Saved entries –
>>>

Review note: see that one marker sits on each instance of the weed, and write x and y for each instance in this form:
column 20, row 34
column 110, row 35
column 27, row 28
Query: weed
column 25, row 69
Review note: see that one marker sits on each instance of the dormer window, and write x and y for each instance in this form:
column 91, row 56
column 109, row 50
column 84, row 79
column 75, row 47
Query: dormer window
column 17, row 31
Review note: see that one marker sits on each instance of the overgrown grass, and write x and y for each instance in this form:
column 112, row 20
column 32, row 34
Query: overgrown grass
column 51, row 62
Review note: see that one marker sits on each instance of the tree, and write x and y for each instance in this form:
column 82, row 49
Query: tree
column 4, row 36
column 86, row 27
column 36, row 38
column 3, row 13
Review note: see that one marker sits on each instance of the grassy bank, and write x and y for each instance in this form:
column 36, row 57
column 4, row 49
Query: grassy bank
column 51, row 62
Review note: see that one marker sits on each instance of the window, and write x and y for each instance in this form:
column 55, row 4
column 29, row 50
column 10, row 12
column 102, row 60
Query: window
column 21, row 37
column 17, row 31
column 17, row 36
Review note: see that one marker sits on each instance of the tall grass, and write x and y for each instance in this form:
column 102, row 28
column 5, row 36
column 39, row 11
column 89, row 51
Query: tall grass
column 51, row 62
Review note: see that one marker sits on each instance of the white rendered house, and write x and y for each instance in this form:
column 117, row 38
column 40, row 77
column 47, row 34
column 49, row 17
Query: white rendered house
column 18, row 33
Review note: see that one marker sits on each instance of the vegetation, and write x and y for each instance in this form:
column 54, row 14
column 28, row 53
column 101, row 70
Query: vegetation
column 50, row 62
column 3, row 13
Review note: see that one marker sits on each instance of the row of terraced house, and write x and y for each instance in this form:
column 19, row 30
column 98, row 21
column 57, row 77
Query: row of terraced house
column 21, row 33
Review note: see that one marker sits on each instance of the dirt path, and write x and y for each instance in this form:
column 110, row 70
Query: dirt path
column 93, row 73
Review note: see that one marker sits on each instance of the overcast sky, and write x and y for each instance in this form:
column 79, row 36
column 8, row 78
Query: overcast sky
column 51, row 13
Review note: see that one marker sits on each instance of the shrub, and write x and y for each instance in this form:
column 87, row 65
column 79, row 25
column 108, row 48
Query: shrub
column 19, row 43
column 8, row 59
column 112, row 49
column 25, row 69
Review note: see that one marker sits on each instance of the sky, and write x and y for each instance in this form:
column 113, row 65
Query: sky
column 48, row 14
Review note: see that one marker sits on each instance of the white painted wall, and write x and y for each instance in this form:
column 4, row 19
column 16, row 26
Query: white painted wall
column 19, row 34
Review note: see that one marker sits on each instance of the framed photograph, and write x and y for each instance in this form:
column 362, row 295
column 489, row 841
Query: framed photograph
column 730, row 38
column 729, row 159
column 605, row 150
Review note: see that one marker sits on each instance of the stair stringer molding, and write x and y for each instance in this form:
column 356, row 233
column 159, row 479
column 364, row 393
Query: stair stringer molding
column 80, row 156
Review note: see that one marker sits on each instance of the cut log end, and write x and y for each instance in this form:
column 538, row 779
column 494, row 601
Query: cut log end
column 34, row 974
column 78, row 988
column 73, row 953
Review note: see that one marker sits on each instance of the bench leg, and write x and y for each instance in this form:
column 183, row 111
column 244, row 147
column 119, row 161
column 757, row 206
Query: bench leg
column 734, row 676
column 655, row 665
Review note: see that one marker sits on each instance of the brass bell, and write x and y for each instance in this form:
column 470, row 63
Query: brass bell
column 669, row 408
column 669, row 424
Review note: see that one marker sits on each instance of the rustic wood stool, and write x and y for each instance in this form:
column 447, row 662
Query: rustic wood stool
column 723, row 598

<<<

Brief –
Exactly as they stand, set down the lines from the top of the data through the line with "column 75, row 47".

Answer to this task –
Review note: see that one marker sits on each instance of the weed, and write x and y for each instance in this form:
column 20, row 34
column 110, row 35
column 27, row 28
Query: weed
column 25, row 69
Review note: see that one marker sits on each instance of the dormer window, and write x and y for each instance in this form:
column 91, row 56
column 109, row 50
column 84, row 79
column 75, row 47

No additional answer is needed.